* **Set tasks**:
**1)** In the review of Lady of Mazes, who is described as Teven's only hope against invaders?
**2)** Sum up the Lady of Mazes review in two sentences.
**3)** From the Lady of Mazes review, pull out the passage that begins at the words "Karl Schroeder is" and stops after the words "of the year.".

---------- Document ----------

Tag: Reviews

Review: LADY OF MAZES by Karl Schroeder


Publisher’s Description:

Karl Schroeder is one of the new stars of hard SF. His novels, Ventus and
Permanence, have established him as a new force in the field. Now he extends his
reach into Larry Niven territory, returning to the same distant future in which
Ventus was set, but employing a broader canvas, to tell the story of Teven
Coronal, a ringworld with a huge multiplicity of human civilizations. Brilliant
but troubled Livia Kodaly is Teven’s only hope against invaders both human and
superhuman who would destroy its fragile ecologies and human diversity. Filled
with action, ideas, and intellectual energy, Lady of Mazes is the hard SF novel
of the year.

Review:

Like the last book I reviewed,
Spin
,
Rating: A


Lady of Mazes
is a novel full of big hard SF ideas, but here the
emphasis was on hard, rather than big, as in Hard to Read.  When I saw
the publisher’s description, I wondered if it was so Hard to Read that the
jacket copy writer couldn’t figure out how to synopsize it (in fact, the
book jacket has some other copy, but it’s provided in the form of quotes
from Charles Stross and Charles Harness). Schroeder comes up with some
delightful futuristic, post-human scenarios, but he does it so convincingly
that at times it’s a struggle just to keep up with what’s going on since I’m
just a regular non-post-human human.

---------- Stored data ----------

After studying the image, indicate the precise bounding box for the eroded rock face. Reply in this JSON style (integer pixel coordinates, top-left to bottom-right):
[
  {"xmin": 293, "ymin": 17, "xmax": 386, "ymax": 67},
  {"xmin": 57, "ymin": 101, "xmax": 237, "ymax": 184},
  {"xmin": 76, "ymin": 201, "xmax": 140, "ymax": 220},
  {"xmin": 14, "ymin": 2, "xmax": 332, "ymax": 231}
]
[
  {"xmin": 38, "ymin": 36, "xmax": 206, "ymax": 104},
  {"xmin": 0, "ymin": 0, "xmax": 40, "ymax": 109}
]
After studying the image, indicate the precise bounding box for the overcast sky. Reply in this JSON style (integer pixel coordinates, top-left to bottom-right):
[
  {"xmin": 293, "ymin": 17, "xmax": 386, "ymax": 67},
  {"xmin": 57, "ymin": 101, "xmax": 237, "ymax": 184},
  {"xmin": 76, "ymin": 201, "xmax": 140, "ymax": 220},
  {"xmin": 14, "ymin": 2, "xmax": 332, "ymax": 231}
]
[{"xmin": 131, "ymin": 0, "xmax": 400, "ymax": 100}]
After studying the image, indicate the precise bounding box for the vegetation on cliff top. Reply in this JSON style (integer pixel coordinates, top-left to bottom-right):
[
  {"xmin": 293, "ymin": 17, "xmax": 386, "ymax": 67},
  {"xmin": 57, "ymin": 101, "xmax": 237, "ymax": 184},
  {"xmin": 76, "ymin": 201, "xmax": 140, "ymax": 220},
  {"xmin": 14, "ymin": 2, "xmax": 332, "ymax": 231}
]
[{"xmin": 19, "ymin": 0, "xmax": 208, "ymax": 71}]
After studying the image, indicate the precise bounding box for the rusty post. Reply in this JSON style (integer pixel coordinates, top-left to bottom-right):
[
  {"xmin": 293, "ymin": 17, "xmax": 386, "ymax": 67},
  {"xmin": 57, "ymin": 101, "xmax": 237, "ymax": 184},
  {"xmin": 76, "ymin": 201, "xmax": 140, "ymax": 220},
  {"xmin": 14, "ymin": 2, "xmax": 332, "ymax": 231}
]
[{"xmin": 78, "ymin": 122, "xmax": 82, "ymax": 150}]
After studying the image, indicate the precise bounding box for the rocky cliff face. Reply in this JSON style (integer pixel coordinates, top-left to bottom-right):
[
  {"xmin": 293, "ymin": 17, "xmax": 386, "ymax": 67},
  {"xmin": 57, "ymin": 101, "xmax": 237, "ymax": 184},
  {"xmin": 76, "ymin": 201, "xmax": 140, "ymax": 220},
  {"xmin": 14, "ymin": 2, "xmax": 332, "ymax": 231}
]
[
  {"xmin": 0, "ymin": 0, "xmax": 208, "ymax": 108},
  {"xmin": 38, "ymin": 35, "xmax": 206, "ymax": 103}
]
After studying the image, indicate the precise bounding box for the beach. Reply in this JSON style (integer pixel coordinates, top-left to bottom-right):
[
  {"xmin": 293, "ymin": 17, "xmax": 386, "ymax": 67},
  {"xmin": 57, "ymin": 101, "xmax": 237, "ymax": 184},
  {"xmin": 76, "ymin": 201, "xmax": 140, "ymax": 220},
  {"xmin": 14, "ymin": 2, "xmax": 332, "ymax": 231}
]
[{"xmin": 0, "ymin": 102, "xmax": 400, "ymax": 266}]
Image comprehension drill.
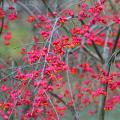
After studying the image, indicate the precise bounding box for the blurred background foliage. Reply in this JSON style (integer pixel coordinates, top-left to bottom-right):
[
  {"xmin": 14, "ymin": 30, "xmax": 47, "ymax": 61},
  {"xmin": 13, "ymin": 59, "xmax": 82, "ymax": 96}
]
[{"xmin": 0, "ymin": 0, "xmax": 120, "ymax": 120}]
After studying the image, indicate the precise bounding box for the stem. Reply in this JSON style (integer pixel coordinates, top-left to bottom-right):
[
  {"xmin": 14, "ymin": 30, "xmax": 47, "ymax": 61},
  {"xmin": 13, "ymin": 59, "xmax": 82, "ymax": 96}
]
[{"xmin": 98, "ymin": 27, "xmax": 120, "ymax": 120}]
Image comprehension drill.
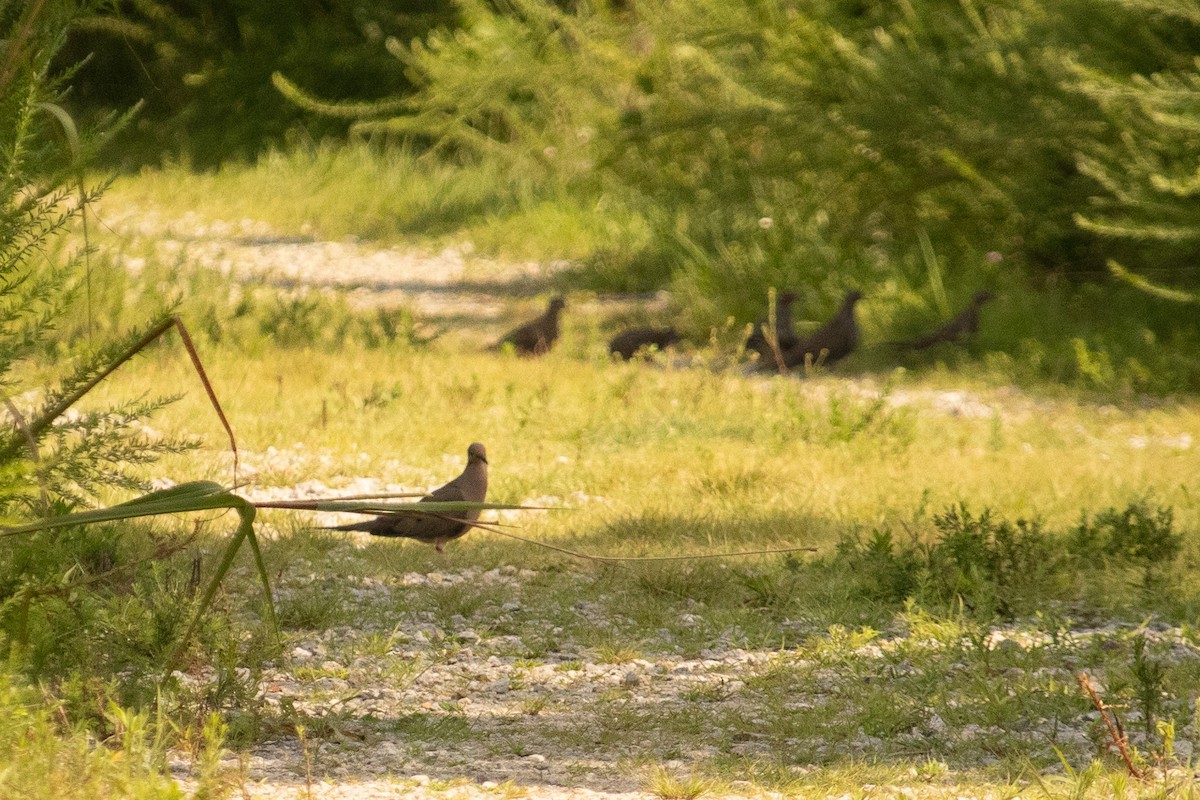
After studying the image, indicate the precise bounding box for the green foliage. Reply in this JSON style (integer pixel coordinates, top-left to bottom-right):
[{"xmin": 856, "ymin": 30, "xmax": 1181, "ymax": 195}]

----------

* **Outputs**:
**1)** Livia Kodaly, described as brilliant but troubled.

**2)** The publisher's description says Karl Schroeder returns to the distant future of Ventus to tell the story of Teven Coronal, a ringworld with many human civilizations, where Livia Kodaly is its only hope against human and superhuman invaders. The reviewer finds the novel full of big hard SF ideas but hard to read, because Schroeder presents his delightful post-human scenarios so convincingly that keeping up with what's going on is sometimes a struggle.

**3)**
Karl Schroeder is one of the new stars of hard SF. His novels, Ventus and
Permanence, have established him as a new force in the field. Now he extends his
reach into Larry Niven territory, returning to the same distant future in which
Ventus was set, but employing a broader canvas, to tell the story of Teven
Coronal, a ringworld with a huge multiplicity of human civilizations. Brilliant
but troubled Livia Kodaly is Teven’s only hope against invaders both human and
superhuman who would destroy its fragile ecologies and human diversity. Filled
with action, ideas, and intellectual energy, Lady of Mazes is the hard SF novel
of the year.